-- Exercise data --
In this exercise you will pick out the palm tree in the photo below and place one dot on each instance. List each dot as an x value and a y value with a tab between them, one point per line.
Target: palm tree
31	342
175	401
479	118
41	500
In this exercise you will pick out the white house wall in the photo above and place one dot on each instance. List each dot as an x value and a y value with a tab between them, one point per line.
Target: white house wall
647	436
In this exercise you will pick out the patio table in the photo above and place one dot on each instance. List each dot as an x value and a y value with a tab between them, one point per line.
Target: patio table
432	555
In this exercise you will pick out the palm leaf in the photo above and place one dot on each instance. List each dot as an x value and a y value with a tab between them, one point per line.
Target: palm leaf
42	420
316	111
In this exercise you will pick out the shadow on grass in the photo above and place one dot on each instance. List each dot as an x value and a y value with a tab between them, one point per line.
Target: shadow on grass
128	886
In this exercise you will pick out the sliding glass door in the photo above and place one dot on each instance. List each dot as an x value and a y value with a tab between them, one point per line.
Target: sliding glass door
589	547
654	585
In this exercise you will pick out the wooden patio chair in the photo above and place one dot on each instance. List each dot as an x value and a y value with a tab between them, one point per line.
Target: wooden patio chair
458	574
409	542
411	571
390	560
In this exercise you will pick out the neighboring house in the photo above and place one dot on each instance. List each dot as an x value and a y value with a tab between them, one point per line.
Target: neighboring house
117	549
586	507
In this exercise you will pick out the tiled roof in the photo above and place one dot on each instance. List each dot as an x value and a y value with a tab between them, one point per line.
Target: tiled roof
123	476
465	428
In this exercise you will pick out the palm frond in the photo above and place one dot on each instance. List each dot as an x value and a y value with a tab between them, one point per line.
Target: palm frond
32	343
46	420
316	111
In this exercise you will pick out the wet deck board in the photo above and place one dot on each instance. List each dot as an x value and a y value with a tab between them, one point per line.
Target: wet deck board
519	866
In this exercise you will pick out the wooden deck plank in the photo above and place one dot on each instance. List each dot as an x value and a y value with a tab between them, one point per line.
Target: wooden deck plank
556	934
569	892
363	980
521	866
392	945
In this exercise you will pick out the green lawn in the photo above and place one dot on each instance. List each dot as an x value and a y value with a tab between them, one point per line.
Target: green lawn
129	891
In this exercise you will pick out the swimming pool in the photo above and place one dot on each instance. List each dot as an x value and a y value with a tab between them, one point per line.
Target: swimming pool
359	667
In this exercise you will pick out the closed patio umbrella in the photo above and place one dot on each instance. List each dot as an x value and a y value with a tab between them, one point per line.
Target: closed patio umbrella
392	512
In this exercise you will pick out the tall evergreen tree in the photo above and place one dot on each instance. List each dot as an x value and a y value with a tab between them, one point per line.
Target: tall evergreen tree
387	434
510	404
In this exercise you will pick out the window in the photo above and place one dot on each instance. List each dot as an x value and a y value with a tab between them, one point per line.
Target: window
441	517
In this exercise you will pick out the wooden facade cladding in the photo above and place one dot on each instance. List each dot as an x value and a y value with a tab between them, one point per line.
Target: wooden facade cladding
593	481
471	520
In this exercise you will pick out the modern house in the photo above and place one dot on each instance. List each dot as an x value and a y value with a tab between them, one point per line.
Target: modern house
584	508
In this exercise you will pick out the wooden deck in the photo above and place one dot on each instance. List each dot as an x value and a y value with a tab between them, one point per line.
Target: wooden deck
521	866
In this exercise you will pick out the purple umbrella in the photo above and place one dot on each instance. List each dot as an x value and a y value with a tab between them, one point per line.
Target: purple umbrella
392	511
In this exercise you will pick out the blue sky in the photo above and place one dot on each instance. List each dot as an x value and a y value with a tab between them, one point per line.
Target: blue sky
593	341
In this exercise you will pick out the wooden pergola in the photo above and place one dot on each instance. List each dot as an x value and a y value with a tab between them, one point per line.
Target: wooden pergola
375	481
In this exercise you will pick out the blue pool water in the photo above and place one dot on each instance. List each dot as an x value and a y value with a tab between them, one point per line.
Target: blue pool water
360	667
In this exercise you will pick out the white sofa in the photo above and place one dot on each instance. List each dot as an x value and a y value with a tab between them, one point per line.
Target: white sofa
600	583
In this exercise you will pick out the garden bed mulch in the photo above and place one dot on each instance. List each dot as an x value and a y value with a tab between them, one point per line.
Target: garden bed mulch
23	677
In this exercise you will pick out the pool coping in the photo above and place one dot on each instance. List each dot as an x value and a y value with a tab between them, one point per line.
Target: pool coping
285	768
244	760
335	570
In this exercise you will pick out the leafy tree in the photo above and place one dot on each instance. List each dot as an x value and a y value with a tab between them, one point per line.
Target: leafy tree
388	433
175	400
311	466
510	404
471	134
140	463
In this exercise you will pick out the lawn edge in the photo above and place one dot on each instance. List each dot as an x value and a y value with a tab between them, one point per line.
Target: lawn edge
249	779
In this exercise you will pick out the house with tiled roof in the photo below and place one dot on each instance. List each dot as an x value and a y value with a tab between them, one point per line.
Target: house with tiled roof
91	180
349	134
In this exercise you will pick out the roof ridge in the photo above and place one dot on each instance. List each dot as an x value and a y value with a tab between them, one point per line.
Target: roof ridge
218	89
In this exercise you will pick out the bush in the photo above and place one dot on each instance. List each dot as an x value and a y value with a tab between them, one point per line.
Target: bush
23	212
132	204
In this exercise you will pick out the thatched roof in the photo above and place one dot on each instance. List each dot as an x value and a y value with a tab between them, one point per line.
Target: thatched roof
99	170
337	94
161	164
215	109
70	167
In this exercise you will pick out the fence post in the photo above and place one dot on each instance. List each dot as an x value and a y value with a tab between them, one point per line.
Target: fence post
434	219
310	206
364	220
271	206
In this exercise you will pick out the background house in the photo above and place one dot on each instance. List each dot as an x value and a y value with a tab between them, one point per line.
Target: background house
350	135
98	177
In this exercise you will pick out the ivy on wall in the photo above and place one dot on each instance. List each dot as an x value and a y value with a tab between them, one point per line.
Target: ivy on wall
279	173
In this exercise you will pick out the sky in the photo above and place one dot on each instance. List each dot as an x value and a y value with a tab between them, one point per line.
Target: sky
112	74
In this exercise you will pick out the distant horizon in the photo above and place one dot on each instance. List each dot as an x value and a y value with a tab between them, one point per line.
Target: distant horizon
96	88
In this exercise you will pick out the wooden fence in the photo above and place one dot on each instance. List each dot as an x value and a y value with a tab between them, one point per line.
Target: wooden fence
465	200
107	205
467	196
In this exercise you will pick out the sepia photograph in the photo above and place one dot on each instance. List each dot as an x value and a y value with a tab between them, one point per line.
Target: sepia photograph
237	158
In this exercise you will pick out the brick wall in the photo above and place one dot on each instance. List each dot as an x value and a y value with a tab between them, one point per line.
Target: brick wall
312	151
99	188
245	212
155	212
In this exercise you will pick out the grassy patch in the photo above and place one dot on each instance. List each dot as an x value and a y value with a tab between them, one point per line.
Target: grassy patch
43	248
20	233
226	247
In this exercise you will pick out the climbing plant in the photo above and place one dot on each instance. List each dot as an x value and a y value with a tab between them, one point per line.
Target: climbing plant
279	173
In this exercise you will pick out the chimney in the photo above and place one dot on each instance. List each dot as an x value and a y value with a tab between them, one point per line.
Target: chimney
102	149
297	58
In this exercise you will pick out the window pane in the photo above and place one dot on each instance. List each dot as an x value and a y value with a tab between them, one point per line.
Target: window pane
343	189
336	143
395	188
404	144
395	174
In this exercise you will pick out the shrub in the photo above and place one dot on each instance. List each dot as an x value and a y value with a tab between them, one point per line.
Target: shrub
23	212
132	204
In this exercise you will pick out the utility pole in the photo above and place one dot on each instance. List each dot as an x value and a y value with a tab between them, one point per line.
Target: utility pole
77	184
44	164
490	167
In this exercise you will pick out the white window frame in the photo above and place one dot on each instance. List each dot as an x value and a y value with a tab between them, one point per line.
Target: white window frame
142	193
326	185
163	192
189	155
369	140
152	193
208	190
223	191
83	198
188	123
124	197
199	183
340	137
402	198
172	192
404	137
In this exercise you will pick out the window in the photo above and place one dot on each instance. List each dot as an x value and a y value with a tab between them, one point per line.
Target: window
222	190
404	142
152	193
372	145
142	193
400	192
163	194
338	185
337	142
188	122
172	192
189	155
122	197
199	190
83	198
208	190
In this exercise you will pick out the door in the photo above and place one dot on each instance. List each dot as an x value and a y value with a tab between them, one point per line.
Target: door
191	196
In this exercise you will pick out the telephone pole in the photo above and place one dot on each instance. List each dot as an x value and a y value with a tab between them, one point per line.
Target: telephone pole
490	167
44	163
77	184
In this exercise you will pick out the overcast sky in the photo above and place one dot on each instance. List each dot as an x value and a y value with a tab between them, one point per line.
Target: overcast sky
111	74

-- Work instructions --
Reproduce exactly the lines from the one containing "In this exercise you will pick out the door" through the last line of the records above, including both, and nothing else.

-- Result for this exercise --
In this exercise you will pick out the door in the photo above and place one dot on each instance. List each dot as an x value and a y value with a tab between them, one point per line.
Target: door
191	196
In this exercise you will pick out the telephone pole in the photo above and place one dot on each instance. List each dot as an x value and a y value with a tab between them, one point per line.
Target: telephone pole
490	167
44	163
77	184
In this exercise you will pick out the overcast sky in the photo above and place one dot on each instance. List each dot as an x value and a y value with a tab between them, one point per line.
Target: overcast sky
111	74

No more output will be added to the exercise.